State how many lines in the rows below contain the string "post", counting only case-sensitive matches. Reply with the number alone.
• • •
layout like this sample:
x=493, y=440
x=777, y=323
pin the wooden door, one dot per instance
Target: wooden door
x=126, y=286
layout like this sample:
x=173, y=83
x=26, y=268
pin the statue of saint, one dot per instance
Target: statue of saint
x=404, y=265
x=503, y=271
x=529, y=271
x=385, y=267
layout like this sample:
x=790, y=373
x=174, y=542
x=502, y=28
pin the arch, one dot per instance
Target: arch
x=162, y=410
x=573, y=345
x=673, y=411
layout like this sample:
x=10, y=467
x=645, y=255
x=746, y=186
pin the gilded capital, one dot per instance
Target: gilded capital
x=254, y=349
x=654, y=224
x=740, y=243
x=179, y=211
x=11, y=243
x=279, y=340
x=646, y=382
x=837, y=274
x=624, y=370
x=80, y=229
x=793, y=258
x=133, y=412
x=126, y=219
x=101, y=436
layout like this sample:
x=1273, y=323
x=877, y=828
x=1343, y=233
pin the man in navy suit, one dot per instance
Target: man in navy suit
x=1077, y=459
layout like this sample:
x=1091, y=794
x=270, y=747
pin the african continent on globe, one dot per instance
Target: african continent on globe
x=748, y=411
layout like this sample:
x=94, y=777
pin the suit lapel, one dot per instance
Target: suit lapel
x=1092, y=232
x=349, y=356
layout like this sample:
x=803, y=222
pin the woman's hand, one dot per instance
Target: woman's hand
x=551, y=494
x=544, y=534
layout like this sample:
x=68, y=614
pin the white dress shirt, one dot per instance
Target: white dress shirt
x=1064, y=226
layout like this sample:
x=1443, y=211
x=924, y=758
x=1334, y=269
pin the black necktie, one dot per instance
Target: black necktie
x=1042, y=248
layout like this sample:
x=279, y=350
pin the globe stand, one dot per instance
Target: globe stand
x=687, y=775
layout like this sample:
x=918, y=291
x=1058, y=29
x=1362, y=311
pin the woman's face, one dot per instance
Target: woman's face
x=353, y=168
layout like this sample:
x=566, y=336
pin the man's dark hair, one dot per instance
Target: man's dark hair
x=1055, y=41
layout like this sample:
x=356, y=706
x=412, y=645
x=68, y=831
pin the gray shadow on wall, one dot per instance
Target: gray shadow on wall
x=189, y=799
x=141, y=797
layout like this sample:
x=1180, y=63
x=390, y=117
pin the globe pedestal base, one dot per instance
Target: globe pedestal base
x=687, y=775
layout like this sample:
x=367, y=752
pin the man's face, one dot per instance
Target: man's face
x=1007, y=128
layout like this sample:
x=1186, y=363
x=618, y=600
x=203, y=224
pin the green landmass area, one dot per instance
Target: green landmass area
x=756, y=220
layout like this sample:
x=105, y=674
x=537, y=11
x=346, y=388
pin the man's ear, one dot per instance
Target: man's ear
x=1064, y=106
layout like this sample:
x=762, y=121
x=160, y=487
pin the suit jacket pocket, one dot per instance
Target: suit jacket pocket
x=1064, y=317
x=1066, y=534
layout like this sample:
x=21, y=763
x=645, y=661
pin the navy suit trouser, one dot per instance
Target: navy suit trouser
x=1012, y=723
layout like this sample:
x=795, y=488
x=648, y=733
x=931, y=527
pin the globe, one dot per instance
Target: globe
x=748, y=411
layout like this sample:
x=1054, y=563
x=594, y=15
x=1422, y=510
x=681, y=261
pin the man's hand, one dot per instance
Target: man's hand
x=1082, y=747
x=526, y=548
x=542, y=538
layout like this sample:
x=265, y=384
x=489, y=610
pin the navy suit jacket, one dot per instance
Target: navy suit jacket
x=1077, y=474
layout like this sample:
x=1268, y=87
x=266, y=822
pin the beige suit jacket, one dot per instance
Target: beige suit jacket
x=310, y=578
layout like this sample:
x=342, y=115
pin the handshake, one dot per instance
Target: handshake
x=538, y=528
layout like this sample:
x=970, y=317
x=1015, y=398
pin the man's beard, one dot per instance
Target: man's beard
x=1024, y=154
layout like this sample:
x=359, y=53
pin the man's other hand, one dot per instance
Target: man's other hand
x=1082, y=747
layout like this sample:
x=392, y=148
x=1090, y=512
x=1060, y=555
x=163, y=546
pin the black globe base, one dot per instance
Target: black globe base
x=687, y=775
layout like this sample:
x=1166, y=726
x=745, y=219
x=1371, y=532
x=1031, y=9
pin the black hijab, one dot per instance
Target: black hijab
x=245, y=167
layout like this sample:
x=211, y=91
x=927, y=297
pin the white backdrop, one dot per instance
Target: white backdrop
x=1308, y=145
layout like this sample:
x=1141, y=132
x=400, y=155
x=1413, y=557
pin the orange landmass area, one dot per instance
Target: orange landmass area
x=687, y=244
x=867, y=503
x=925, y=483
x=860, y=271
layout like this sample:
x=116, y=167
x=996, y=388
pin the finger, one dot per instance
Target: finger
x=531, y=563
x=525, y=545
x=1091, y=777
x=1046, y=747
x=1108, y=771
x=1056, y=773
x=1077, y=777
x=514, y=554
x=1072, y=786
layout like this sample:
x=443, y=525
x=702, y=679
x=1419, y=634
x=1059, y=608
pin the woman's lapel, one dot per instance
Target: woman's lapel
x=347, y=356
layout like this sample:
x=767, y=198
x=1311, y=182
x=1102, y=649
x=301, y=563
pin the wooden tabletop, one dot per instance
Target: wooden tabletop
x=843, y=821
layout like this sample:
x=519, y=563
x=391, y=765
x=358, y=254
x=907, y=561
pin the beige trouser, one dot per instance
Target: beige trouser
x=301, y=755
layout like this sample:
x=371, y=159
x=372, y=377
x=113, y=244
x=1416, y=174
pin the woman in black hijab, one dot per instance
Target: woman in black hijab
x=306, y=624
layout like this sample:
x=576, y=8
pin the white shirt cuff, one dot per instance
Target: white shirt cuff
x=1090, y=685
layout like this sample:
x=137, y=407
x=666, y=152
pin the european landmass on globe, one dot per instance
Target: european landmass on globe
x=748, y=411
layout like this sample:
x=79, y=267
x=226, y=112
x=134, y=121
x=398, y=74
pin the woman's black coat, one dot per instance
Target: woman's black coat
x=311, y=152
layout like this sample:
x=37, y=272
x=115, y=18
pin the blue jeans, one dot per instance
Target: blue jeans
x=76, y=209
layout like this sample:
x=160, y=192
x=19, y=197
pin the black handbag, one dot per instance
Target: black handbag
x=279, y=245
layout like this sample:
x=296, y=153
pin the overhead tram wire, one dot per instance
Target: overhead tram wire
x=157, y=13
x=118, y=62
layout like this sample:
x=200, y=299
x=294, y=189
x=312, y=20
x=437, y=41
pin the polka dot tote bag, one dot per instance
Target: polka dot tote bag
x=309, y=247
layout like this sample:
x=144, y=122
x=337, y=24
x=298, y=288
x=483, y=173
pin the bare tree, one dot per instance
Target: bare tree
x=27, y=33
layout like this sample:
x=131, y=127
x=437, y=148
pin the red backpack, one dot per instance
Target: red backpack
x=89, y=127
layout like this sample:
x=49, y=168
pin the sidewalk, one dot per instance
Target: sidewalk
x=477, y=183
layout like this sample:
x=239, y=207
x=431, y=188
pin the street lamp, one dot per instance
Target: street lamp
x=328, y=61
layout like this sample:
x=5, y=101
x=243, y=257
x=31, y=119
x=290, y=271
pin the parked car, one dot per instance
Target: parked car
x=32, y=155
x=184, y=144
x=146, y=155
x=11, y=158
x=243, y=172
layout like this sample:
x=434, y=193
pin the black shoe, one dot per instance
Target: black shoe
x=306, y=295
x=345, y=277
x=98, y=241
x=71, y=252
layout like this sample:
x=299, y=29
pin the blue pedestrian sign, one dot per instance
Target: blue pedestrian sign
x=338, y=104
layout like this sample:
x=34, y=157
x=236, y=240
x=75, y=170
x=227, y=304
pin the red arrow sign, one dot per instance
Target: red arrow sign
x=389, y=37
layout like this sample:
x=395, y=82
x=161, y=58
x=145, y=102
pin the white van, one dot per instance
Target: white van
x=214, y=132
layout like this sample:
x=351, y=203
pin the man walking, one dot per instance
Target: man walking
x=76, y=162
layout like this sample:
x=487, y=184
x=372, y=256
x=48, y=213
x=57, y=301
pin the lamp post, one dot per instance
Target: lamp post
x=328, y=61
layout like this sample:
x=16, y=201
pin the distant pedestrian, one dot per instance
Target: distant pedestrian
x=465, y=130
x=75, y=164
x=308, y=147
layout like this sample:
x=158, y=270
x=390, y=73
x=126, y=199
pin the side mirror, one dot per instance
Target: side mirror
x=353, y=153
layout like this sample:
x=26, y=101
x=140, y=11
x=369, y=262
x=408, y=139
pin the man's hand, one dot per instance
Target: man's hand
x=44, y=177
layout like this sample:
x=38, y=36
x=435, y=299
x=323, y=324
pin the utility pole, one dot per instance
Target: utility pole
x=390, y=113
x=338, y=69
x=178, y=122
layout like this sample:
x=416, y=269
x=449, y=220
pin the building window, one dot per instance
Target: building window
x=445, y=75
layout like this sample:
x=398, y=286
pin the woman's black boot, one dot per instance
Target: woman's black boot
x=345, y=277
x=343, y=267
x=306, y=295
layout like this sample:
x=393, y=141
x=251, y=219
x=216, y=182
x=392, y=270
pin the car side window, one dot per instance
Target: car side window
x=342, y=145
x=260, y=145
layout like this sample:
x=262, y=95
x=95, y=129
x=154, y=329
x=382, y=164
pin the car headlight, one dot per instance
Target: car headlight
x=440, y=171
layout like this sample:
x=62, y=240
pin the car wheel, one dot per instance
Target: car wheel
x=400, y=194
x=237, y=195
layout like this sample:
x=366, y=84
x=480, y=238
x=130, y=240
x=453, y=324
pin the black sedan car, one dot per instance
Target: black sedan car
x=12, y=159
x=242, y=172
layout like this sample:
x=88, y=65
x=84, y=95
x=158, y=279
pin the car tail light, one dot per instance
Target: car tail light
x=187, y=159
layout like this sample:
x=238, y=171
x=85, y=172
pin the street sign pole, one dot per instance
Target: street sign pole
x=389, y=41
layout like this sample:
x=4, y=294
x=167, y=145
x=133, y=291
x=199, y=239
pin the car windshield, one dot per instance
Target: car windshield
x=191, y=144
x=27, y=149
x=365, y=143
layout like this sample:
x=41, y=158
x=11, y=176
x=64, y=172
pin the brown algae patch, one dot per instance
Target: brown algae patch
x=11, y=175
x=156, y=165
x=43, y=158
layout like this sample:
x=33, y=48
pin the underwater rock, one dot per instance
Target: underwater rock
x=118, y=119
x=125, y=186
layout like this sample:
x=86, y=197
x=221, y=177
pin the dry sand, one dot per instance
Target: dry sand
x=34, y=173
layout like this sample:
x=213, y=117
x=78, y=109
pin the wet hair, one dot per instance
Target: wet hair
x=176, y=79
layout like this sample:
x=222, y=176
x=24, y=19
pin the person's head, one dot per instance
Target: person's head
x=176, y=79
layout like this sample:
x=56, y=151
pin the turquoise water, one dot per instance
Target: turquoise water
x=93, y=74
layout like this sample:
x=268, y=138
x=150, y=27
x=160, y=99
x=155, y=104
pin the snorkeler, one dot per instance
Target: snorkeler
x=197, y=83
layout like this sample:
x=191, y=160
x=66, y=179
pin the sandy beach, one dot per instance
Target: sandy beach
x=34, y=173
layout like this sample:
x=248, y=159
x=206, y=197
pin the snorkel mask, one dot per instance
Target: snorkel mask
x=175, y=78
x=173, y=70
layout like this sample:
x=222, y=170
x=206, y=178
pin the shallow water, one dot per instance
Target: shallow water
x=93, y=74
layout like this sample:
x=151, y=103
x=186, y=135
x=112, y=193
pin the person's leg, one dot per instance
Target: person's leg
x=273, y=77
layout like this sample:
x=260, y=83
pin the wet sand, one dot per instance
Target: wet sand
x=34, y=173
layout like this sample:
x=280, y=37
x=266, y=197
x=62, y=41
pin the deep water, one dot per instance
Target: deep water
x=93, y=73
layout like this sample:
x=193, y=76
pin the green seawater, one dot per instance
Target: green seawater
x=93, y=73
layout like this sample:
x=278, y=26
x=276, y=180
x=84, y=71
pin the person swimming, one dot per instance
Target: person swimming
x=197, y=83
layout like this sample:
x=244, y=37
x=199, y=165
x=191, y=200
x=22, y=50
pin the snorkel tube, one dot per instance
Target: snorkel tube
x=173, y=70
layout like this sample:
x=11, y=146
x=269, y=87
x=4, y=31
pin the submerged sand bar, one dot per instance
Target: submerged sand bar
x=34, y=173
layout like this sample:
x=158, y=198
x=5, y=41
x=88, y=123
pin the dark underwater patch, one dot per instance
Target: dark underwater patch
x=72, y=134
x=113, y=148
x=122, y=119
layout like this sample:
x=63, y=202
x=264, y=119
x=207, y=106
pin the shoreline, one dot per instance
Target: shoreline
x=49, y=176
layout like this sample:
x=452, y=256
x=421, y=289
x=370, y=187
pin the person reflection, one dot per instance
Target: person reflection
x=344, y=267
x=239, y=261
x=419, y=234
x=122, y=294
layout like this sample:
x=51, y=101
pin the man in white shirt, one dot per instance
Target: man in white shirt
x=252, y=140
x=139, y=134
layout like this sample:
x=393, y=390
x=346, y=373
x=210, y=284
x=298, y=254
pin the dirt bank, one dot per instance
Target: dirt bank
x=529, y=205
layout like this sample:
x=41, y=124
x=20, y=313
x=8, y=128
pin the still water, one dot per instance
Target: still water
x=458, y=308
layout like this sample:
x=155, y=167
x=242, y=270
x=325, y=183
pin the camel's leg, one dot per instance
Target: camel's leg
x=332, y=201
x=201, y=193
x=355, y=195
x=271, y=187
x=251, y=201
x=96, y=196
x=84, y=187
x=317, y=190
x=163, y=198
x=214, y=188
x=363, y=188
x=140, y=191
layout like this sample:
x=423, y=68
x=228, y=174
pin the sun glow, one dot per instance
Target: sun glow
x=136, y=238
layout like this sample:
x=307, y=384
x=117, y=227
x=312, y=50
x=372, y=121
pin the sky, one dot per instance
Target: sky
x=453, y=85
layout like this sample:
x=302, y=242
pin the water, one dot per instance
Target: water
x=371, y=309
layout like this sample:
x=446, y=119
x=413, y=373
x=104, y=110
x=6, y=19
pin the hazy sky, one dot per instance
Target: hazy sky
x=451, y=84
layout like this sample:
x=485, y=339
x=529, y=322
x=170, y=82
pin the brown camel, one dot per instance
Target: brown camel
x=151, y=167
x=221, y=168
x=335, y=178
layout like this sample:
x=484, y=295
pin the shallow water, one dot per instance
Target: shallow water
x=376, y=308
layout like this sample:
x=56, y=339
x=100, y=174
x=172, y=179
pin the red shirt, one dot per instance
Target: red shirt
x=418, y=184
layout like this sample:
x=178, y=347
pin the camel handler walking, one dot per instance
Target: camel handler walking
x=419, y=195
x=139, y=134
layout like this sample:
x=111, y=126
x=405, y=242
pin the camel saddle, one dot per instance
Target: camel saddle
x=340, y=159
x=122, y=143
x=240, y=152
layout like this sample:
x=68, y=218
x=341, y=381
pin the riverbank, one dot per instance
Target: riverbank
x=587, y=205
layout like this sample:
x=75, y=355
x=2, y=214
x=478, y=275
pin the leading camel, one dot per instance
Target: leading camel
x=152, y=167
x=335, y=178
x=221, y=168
• • •
Finished answer:
2